__What you have to do__. The answer should reproduce the listing below character for character.

__Excerpted data__.
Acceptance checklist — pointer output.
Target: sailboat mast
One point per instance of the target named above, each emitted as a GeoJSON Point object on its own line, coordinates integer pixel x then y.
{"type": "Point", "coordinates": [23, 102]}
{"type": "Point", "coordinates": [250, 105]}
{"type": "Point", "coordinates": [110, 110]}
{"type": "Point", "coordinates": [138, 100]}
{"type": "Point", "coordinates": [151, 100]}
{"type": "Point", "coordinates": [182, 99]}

__Answer for the task__.
Acceptance checklist — pointer output.
Target: sailboat mast
One point per instance of the target named above, each emitted as a GeoJSON Point object on its own line, coordinates integer pixel x then y.
{"type": "Point", "coordinates": [23, 102]}
{"type": "Point", "coordinates": [250, 105]}
{"type": "Point", "coordinates": [110, 110]}
{"type": "Point", "coordinates": [138, 100]}
{"type": "Point", "coordinates": [151, 100]}
{"type": "Point", "coordinates": [182, 99]}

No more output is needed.